> Textabschnitt:
So machte der kleine Prinz den Fuchs mit sich vertraut. Und als die
Stunde des Abschieds nahe war, sagte der Fuchs: "Ach, ich werde
weinen."
"Das ist deine Schuld" sagte der kleine Prinz. "Du hast
gewollt, dass ich dich zähme. Und jetzt hast du nichts gewonnen!
"Ich habe", sagte der Fuchs, "die Farbe des Weizens gewonnen."
Und als der kleine Prinz sich vom Fuchs verabschiedete, sagt der Fuchs
zu ihm: "Adieu. Ich schenke dir noch ein Geheimnis. Es ist ganz
einfach: man sieht nur mit den Herzen gut. Das Wesentliche ist für
die Augen unsichtbar."
"Das Wesentliche ist für die Augen unsichtbar", wiederholte
der kleine Prinz, um es sich zu merken." So weit die Geschichte.

> Aufgabenstellung:
1: Schreib bitte aus den Datensätzen die Zeilen unverändert ab, von der Zeile mit „I'd really appreciate it if you could find the tiled“ bis einschließlich zum Ende der Datensätze.
2: Setze den Text über den kleinen Prinzen und den Fuchs im Anschluss an seinen letzten Satz fort.

> Erfasste Daten:

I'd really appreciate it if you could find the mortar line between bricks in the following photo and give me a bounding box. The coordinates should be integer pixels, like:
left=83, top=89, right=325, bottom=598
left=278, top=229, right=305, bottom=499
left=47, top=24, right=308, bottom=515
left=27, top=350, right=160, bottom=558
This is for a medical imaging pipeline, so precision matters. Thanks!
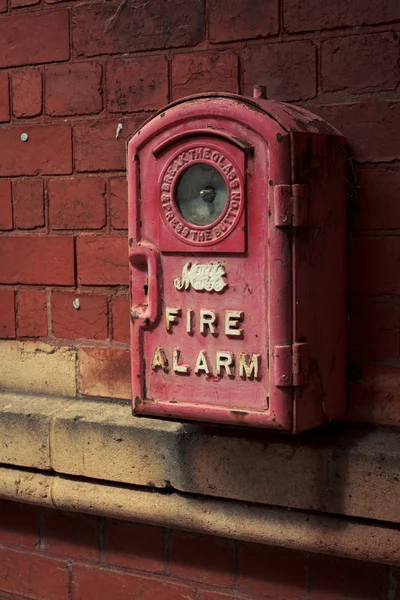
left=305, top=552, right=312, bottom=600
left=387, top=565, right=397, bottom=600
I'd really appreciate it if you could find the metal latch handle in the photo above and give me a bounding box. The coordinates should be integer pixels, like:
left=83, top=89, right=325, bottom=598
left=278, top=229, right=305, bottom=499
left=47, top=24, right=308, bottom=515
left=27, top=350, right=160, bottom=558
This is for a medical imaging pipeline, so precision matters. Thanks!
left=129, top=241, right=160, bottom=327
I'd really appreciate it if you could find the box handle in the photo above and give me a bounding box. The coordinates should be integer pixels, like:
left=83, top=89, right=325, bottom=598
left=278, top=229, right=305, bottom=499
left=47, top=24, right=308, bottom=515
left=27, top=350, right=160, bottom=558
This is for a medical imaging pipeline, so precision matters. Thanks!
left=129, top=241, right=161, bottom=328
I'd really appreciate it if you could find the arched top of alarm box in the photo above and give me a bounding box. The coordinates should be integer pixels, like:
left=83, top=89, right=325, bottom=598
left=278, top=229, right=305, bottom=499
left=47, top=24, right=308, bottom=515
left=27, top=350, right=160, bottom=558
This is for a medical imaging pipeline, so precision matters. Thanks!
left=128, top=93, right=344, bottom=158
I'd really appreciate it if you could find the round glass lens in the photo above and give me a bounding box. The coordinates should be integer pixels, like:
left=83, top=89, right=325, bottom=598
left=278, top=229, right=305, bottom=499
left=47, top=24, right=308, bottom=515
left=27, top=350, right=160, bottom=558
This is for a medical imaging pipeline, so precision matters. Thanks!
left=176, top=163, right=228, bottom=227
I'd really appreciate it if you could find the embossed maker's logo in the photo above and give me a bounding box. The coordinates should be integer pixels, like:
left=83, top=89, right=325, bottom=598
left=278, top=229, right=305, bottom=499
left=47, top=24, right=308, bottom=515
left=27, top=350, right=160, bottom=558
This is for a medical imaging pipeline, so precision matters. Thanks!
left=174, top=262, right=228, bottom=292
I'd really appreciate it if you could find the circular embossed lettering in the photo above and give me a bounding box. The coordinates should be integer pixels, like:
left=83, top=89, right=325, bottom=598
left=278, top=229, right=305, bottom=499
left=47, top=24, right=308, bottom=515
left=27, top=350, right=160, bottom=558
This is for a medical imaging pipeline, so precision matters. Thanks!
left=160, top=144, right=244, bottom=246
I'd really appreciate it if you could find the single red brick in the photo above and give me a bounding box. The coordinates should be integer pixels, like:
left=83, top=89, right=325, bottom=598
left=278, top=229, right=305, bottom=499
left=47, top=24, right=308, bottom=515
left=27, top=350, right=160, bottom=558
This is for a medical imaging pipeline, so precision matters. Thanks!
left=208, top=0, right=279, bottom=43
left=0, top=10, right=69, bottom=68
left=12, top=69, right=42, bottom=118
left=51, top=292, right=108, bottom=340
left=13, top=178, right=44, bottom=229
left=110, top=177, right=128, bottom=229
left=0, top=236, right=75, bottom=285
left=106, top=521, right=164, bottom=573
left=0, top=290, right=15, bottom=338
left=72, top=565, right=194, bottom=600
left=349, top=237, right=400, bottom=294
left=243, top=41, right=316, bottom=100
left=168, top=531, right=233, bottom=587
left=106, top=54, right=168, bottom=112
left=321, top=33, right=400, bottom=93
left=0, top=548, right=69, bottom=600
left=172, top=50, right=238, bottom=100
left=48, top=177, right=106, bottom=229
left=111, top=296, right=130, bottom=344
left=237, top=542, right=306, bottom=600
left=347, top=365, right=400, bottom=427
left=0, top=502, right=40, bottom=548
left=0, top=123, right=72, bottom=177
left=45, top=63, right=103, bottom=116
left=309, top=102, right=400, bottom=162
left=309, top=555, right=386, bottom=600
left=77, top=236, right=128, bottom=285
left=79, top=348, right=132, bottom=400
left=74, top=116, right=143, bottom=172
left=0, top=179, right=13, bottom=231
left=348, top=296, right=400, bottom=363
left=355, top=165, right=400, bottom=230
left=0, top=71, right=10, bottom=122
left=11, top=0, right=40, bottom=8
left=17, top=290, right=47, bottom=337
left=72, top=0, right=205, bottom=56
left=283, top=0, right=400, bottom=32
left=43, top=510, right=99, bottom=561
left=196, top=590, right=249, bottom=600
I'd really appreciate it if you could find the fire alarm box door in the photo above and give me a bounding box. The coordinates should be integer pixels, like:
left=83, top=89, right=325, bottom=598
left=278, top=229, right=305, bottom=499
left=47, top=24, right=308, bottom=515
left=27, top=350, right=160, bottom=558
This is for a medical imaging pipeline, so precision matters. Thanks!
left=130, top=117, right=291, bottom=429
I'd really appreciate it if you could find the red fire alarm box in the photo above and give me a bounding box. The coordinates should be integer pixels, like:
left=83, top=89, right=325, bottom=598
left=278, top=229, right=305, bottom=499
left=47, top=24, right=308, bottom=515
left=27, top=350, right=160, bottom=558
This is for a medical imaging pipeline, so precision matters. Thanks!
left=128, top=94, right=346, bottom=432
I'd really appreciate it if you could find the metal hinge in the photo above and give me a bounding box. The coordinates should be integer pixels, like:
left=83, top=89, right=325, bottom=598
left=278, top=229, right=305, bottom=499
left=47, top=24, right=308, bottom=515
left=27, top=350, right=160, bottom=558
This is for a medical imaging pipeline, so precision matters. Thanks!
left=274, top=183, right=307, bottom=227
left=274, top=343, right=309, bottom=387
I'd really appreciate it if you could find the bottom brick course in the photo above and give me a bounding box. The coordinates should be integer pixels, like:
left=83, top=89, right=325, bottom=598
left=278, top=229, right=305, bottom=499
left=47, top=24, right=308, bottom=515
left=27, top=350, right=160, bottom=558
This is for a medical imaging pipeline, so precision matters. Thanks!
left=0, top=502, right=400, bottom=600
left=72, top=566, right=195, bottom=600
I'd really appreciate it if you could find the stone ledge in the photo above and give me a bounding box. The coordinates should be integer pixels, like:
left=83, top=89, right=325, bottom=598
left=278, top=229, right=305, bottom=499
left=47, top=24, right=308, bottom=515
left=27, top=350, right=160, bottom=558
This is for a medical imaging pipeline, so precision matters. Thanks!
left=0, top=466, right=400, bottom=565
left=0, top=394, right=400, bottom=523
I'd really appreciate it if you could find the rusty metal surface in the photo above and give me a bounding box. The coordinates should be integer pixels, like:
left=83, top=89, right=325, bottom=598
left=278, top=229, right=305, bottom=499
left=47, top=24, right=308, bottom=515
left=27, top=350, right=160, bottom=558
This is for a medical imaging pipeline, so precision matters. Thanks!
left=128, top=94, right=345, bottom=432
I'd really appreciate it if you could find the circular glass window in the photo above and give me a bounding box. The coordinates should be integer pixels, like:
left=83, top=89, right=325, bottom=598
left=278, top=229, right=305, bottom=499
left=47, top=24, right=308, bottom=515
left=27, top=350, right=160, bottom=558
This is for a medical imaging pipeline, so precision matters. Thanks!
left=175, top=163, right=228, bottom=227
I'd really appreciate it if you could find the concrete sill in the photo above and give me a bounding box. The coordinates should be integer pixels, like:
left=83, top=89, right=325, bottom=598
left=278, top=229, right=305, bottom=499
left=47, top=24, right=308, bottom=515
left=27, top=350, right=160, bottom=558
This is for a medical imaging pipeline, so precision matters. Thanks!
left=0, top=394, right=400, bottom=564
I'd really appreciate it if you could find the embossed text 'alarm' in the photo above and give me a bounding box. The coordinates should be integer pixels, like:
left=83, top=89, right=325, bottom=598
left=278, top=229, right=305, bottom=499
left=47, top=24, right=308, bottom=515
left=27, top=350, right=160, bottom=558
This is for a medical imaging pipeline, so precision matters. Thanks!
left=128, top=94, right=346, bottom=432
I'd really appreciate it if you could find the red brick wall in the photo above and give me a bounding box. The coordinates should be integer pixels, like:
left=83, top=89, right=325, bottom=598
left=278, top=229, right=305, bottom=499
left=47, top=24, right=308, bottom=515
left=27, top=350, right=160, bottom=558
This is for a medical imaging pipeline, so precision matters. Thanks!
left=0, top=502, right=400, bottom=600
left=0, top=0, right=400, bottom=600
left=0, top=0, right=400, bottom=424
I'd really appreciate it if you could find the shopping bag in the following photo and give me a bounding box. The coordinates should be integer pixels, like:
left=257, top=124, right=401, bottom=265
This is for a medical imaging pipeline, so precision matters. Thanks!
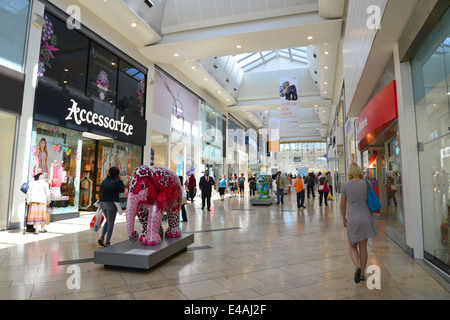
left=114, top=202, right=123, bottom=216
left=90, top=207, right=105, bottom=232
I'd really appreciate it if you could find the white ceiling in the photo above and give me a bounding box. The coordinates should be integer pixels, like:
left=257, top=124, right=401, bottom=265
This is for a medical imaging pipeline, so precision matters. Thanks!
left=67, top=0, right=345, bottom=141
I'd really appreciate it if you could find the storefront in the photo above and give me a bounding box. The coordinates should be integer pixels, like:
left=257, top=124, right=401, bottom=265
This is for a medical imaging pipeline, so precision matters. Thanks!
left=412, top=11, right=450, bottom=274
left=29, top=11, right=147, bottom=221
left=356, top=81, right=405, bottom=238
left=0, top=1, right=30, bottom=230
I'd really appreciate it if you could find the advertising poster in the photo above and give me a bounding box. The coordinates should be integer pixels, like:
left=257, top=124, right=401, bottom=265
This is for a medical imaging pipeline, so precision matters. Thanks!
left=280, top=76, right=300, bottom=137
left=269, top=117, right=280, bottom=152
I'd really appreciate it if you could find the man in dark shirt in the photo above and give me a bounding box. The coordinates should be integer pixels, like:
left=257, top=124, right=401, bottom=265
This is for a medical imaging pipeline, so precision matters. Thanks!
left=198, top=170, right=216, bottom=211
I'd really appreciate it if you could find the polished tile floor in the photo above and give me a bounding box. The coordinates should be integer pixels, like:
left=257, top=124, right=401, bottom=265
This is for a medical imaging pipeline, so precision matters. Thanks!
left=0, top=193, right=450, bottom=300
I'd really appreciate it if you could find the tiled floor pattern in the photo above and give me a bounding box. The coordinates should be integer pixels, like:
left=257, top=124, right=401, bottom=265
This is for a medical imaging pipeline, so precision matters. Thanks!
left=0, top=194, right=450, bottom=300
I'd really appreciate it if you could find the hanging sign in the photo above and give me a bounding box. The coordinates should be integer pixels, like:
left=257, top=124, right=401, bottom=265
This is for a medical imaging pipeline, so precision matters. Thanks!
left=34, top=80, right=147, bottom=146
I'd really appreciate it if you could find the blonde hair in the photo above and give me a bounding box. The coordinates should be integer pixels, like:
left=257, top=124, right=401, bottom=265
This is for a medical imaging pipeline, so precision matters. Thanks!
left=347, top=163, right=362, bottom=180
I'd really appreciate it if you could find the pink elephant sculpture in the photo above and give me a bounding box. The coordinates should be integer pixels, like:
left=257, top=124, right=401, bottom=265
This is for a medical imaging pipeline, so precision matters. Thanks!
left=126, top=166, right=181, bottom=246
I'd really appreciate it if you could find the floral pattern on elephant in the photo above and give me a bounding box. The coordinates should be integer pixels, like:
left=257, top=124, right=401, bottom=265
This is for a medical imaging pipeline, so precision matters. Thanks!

> Die Lösungen:
1:
I'd really appreciate it if you could find the tiled floor pattern in the photo above and give me a bounding box. The coordinates should be integer pixels, like:
left=257, top=124, right=401, bottom=265
This is for a medical imaging pipeline, so precision matters. Thanks!
left=0, top=194, right=450, bottom=300
I'd really appreciate it if you could find the hanging sign in the photo above and give me a bounding box. The coordinates should be integer pixels, like:
left=257, top=124, right=401, bottom=265
This is for a medical imaging pipeline, so precision matters. Thanks!
left=34, top=80, right=147, bottom=146
I'd really appreciate it if you could find the blonde hair in the photo above and give me a bounding box. The coordinates should be integer pixels, like:
left=257, top=124, right=401, bottom=265
This is for a medical imaging pipeline, so precision matters. Thanks!
left=347, top=163, right=362, bottom=180
I'd really appreciate it if you could find the pink elephant sculpture in the photo above and give me a bounding box. The coordinates should be integer pixels, like:
left=257, top=124, right=401, bottom=265
This is for a medical imaging pipeline, so precision matters. Thanks!
left=126, top=166, right=181, bottom=246
I'd really appreciate it if you could find the floral pattern on elephant in the photo above and give me a bounding box. The coordinates should be integer pixels, like:
left=257, top=124, right=401, bottom=265
This is for a medical imaging pipeline, so precision matters. Thanks!

2:
Die Augen des Herzens sehen
die Welt in ihrer Einzigartigkeit und bewahren einzigartige Bilder im
Innern auf. Der kleine Prinz hat sich dem Fuchs vertraut gemacht und
ist dadurch einzigartig geworden. Deshalb kann der Fuchs ihn lieben
und beim Abschied um ihn weinen. Nur was vertraut und einzigartig ist,
kann lieben und geliebt werden.
"Man sieht nur mit dem Herzen gut." sagte der Fuchs.
"Gott erleuchte die Augen eures Herzens", schreibt Paulus.
Was aber, wenn die Augen nicht erleuchtet, sondern blind geworden sind?
Wenn sie nichts mehr spüren und wahrnehmen können von der
Einzigartigkeit des anderen oder von dem Gold des Weizenfeldes? Wenn
der kleine Prinz und der Fuchs sich in ihrer Einzigartigkeit nicht mehr
erkennen und sich deshalb auch nicht mehr vertraut miteinander machen
können?
Liebe Gemeinde!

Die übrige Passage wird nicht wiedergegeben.